_Text passage_:
SACRAMENTO, Calif. (July 1, 2009) – Starting today, California will require ocean-going vessels to switch to progressively cleaner fuels despite a legal challenge mounted by the Pacific Merchant Shipping Association (PMSA). Yesterday, the Eastern District of California denied PMSA’s motion for summary judgment, which if granted, would have derailed clean fuel rules designed to significantly reduce toxic emissions from ships that visit California’s ports. NRDC and Coalition for Clean Air are defendant-intervenors in the lawsuit PMSA filed on April 27, 2009.
The landmark low-sulfur fuel regulations adopted by the California Air Resources Board begin implementation today with a second deadline on January 1, 2012 to require that all ocean-going vessels entering California ports switch to progressively cleaner fuels starting at 24 miles from California’s coast.
Air pollution produced by ocean-going vessels exposes 80 percent of Californians to significant cancer risk and is responsible for claiming the lives of thousands of Californians annually and sickening hundreds of thousands across the state, according to NRDC. In addition to health necessity, the fuel rules are critical to meeting clean air requirements in California. Without the regulations, it would be impossible for the South Coast Air Basin to meet national ambient air quality standards for particulate matter, as required under the Clean Air Act.
Following is a statement from Melissa Lin Perrella, Staff Attorney for NRDC:
“The Court’s ruling is a victory for public health. Studies confirm offshore diesel particulate pollution from ships is carried for miles inland and we know from the billions we spend on healthcare-related costs attributed to air pollution that those emissions find permanent homes in our lungs. Our children, friends and families can no longer subsidize use of this cheaper, toxic fuel with their lives.

Image-grounded pointing data:
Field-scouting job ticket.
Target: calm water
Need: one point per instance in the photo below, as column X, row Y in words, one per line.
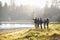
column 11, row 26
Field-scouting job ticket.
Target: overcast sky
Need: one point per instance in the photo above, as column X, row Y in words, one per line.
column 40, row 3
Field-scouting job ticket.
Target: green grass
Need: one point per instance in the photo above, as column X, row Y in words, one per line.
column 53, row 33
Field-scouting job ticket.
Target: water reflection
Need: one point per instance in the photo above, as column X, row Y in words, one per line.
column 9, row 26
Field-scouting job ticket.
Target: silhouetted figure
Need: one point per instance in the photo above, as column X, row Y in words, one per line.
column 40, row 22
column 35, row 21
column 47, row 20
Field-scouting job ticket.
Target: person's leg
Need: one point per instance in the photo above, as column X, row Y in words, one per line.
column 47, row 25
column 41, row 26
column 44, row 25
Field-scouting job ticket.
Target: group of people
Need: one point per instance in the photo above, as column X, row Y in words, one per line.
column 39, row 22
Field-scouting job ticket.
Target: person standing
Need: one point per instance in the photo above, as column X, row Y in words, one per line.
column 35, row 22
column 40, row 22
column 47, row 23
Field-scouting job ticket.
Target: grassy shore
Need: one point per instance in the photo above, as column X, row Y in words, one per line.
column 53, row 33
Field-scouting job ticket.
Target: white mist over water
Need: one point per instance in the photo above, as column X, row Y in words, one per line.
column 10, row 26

_Exercise tasks_:
1. Answer these questions from the press release:
(a) On what date did PMSA file its lawsuit?
(b) What percentage of Californians does ocean-going vessel pollution expose to significant cancer risk, according to NRDC?
(c) What is Melissa Lin Perrella's title?
2. What is the Spanish translation of this sentence from the press release: "The Court’s ruling is a victory for public health."?
3. Swap "defendant-intervenors" for "co-defendants" and give the press release from "SACRAMENTO, Calif. (July" up to and including "April 27, 2009.".
This data was drawn from a separate source.

_Answers_:
1.
(a) April 27, 2009
(b) 80 percent
(c) Staff Attorney for NRDC

2. El fallo del tribunal es una victoria para la salud pública.

3.
SACRAMENTO, Calif. (July 1, 2009) – Starting today, California will require ocean-going vessels to switch to progressively cleaner fuels despite a legal challenge mounted by the Pacific Merchant Shipping Association (PMSA). Yesterday, the Eastern District of California denied PMSA’s motion for summary judgment, which if granted, would have derailed clean fuel rules designed to significantly reduce toxic emissions from ships that visit California’s ports. NRDC and Coalition for Clean Air are co-defendants in the lawsuit PMSA filed on April 27, 2009.